# Page text
**********
The town of Mahayag has a high eco-tourism potential, particularly, the cold springs in Barangay Tuburan, the cave system in Barangay Kaangayan, and the Salug River that traverses the Municipality.

Although the municipality has good eco-tourism potential, to date, only the cold springs in Barangay Tuburan have been developed as evidenced by the three private resorts in the area. This is the only tourist destination in Mahayag as of this time.

Government investment to promote and to develop eco-tourism remains to be desired. The cave system in Barangay Kaangayan, for example, due to its proximity to the national highway, can be developed to promote spelunking activities. On the one hand, studies can be undertaken on the feasibility of promoting whitewater rafting in the rapids of Salug River.

==Education==

In addition to the daycare centers in each barangay, at least one public elementary school exists in each of the 29 barangays in the municipality.

There are six public high schools and one private high school run by the Catholic Church in the municipality.
**********
# Information shown
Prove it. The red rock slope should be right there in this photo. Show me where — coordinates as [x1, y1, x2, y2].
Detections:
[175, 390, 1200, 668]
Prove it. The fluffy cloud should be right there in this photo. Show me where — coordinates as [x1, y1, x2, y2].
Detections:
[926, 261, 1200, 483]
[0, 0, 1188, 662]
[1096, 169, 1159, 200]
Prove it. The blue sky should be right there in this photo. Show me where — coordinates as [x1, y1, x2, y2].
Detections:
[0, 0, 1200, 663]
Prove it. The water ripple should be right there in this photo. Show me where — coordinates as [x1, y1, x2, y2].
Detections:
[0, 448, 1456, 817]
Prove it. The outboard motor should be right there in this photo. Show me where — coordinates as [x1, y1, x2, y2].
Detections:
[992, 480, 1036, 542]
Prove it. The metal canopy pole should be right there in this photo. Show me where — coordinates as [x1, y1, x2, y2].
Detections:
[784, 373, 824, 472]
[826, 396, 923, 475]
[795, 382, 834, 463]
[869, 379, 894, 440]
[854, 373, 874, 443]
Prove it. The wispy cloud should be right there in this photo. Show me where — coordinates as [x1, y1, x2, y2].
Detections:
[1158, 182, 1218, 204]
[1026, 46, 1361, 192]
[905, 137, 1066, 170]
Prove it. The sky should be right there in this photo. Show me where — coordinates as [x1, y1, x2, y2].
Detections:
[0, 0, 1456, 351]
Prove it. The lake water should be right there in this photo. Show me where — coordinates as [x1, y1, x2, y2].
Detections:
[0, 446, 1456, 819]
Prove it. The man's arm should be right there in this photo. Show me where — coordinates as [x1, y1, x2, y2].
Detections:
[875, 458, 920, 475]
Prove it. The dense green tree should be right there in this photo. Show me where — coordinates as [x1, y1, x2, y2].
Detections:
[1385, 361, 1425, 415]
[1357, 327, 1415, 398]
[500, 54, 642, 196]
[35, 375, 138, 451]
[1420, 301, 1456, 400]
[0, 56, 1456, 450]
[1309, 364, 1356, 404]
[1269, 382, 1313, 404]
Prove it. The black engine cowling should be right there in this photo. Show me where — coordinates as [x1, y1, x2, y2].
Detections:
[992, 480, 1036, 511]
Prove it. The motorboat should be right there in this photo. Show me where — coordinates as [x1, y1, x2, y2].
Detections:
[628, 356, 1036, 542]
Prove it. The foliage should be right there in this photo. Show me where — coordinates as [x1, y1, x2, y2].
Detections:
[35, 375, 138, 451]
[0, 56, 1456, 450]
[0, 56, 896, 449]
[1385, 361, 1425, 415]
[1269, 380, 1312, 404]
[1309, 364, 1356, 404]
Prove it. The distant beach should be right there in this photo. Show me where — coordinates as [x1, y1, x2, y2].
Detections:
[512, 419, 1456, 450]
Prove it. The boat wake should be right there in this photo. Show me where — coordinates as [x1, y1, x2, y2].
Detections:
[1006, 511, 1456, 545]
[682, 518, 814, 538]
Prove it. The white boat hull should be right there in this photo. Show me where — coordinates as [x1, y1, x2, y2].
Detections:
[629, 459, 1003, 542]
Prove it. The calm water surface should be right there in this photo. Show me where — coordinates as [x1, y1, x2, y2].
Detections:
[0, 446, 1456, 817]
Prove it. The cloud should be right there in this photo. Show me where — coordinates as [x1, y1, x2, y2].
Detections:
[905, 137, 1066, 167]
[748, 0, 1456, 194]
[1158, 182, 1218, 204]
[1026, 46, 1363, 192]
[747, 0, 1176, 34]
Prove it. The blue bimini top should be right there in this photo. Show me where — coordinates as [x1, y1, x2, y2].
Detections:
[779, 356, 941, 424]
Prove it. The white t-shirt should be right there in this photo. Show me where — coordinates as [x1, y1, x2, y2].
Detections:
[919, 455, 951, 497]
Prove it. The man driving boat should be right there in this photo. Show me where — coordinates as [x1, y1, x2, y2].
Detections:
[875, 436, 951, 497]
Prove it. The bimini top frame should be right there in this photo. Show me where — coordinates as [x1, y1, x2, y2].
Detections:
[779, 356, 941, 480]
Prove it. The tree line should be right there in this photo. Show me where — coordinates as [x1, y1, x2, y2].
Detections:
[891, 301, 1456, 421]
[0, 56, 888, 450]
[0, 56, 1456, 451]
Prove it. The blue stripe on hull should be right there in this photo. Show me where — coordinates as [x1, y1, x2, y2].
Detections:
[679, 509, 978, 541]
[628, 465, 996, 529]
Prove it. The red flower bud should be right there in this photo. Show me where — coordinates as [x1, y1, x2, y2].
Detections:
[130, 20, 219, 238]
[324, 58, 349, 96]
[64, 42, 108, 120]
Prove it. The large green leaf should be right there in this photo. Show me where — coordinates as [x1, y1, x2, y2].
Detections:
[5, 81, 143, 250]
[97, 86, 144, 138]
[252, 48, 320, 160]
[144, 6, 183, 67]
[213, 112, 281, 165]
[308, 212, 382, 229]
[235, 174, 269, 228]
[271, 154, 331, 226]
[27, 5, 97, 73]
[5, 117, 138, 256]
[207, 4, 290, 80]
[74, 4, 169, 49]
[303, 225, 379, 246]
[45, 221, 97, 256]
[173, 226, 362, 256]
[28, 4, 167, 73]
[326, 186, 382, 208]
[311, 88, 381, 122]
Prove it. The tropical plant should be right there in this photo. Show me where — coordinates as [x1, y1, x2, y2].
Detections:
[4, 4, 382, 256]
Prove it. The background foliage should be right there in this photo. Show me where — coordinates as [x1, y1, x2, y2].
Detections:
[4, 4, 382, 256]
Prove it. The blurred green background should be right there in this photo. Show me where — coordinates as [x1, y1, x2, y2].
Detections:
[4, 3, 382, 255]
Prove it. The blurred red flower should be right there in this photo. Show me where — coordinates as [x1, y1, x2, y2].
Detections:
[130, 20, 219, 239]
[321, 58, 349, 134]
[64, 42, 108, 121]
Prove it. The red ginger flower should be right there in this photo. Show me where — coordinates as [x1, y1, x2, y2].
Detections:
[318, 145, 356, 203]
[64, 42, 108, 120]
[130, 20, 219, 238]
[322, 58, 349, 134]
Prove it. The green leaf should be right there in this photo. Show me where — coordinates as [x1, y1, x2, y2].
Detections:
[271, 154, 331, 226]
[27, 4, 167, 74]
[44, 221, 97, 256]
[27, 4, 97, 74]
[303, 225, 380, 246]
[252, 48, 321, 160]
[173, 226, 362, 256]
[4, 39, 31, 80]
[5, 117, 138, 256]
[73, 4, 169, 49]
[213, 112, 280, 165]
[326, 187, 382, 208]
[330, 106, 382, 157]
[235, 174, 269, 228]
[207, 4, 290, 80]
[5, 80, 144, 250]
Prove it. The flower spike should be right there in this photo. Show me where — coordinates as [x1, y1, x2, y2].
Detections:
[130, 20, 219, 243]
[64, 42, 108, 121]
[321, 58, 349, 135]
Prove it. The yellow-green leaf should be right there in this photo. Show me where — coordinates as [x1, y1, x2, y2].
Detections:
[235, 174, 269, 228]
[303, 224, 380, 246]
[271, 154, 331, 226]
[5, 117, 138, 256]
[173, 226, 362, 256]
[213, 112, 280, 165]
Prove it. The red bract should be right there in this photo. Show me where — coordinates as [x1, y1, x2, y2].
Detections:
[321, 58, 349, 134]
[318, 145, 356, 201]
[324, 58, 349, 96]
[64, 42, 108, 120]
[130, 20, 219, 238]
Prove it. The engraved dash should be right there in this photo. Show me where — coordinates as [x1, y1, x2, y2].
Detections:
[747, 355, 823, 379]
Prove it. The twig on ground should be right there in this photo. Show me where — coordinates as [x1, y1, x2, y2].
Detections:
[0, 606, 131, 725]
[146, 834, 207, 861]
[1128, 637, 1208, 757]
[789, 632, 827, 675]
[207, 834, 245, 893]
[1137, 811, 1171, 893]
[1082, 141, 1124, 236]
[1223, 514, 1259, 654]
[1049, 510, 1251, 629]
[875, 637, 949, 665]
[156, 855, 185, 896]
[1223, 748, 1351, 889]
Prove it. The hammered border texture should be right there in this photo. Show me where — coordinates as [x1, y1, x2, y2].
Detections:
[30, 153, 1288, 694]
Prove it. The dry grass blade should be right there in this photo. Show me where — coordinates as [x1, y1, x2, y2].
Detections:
**********
# Task list
**A)** Output the part of the passage on Mahayag that opens with the words containing "The town of" and closes with "traverses the Municipality.".
**B)** Please condense the paragraph of the passage on Mahayag that begins "Government investment to promote" into a shorter version that keeps its main facts.
**C)** Extend the passage on Mahayag, picking up after its final sentence.
The material is separate from the passage on Mahayag.

# Responses by task
**A)**
The town of Mahayag has a high eco-tourism potential, particularly, the cold springs in Barangay Tuburan, the cave system in Barangay Kaangayan, and the Salug River that traverses the Municipality.

**B)** Government investment in promoting and developing eco-tourism still falls short. The Barangay Kaangayan cave system is near the national highway and could be developed for spelunking. Studies could also examine whether whitewater rafting in the Salug River rapids is feasible.

**C)**
Although permitted to operate and offer Collegiate courses since the later part of the 1990s, no tertiary courses had been offered by the Santa Maria Goretti Diocesan School except during the time when it served as an extension campus of the Saint Columban College, Pagadian City.

College students who cannot afford to obtain their education from far places like Ozamiz or Pagadian, may still enroll post secondary classes or TESDA accredited short-term courses at the Pagadian Institute of Technology (PIT) campus in Mahayag, and college degrees like Bachelor in Secondary Education (BSED), Bachelor in Elementary Education (BEED) and Associate in Information Technology (AIT) at Josefina H. Cerilles State College- Mahayag External Studies Unit.